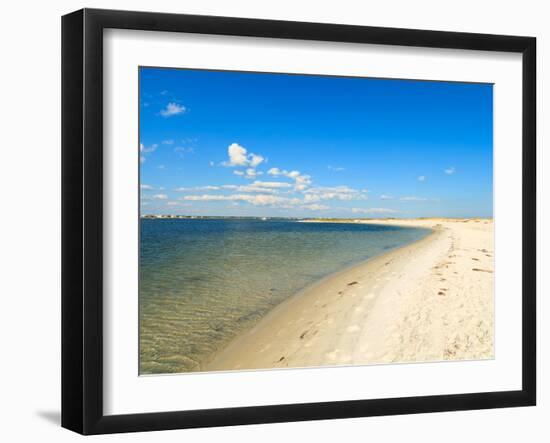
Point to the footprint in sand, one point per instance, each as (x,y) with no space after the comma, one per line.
(265,348)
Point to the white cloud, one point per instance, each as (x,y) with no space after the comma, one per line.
(413,199)
(316,207)
(239,156)
(198,188)
(172,109)
(255,160)
(271,184)
(275,172)
(301,181)
(184,150)
(334,193)
(450,171)
(257,200)
(373,210)
(251,173)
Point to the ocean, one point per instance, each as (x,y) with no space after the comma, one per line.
(204,281)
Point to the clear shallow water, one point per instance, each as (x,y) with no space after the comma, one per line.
(202,282)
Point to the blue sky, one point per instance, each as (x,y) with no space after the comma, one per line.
(234,143)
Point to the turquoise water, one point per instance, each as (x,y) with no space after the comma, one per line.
(202,282)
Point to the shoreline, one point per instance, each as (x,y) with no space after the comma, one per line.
(386,309)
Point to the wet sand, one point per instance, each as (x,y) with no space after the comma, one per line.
(428,301)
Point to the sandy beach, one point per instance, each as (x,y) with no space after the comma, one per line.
(429,301)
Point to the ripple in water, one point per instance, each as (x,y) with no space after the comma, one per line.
(202,282)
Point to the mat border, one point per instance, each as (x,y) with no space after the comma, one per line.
(82,220)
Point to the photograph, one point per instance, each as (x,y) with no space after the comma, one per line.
(303,220)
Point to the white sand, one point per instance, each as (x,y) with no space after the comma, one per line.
(429,301)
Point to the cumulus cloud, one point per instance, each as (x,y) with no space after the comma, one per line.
(413,198)
(172,109)
(271,184)
(333,193)
(198,188)
(373,210)
(251,173)
(254,199)
(239,156)
(450,171)
(275,172)
(316,207)
(301,181)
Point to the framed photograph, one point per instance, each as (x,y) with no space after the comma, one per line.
(269,221)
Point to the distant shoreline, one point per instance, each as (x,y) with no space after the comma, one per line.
(431,300)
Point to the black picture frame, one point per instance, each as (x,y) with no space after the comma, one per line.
(82,220)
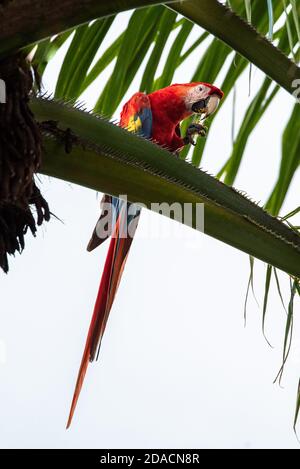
---
Arrange the entries above as a Markdown table with the columns Row and Line, numbering each non-blank line in order and leaving out the pictures.

| Row | Line |
|---|---|
| 1 | Point to the footprint in sand, one point per instance, each as (x,y) with no space after the comma, one per line. |
| 2 | (265,348) |
| 3 | Point to the white cloud, one point per instance, each as (x,y) with no space after the comma, one per line. |
| 4 | (413,199) |
| 5 | (316,207) |
| 6 | (239,156) |
| 7 | (198,188) |
| 8 | (172,109) |
| 9 | (255,160) |
| 10 | (271,184) |
| 11 | (275,172) |
| 12 | (301,181) |
| 13 | (184,150) |
| 14 | (334,193) |
| 15 | (450,171) |
| 16 | (257,200) |
| 17 | (373,210) |
| 18 | (251,173) |
| 19 | Point to the ocean, one point per instance, each as (x,y) with no space after the comma, one per line. |
| 20 | (204,281) |
| 21 | Point to the clear shallow water, one point per instance, each as (x,y) with no space after the comma, one per line. |
| 22 | (202,282) |
| 23 | Point to the blue sky, one point per instance, each as (x,y) with no space after the comma, one per line. |
| 24 | (234,143) |
| 25 | Point to the turquoise water, one point per instance, each as (x,y) with no space after the comma, one per line. |
| 26 | (202,282) |
| 27 | Point to the shoreline, one point per instance, each as (x,y) with no space after the comma, one per line. |
| 28 | (386,309) |
| 29 | Point to the wet sand, one point per instance, each as (x,y) with no space after the comma, one per line. |
| 30 | (428,301) |
| 31 | Point to the sandy beach, one point per instance, each as (x,y) with no space after the comma, one per line. |
| 32 | (429,301) |
| 33 | Point to the ripple in water, one point per instance, each as (x,y) with no space after the comma, one per line. |
| 34 | (202,282) |
| 35 | Point to the mat border, one point per instance, each as (x,y) with no space after the comma, one per line. |
| 36 | (82,220) |
| 37 | Point to the photograph, one point per instance, each as (x,y) with no space after the comma, one per line. |
| 38 | (303,220) |
| 39 | Point to the white sand, one point per instance, each as (x,y) with no space after the comma, one per line. |
| 40 | (429,301) |
| 41 | Point to the cumulus cloud, one point per instance, each as (x,y) with no space after the comma, one per line. |
| 42 | (413,198) |
| 43 | (172,109) |
| 44 | (271,184) |
| 45 | (333,193) |
| 46 | (198,188) |
| 47 | (373,210) |
| 48 | (251,173) |
| 49 | (254,199) |
| 50 | (239,156) |
| 51 | (450,171) |
| 52 | (275,172) |
| 53 | (316,207) |
| 54 | (301,181) |
| 55 | Point to the framed photograph, one point per instance, each as (x,y) with no space after the comma, one per line. |
| 56 | (269,221) |
| 57 | Point to the distant shoreline, one point per instance, each as (x,y) with no space after the comma, one per line. |
| 58 | (431,300) |
| 59 | Point to the black picture frame, one point per instance, each as (x,y) with no space after the comma, one per line. |
| 60 | (82,220) |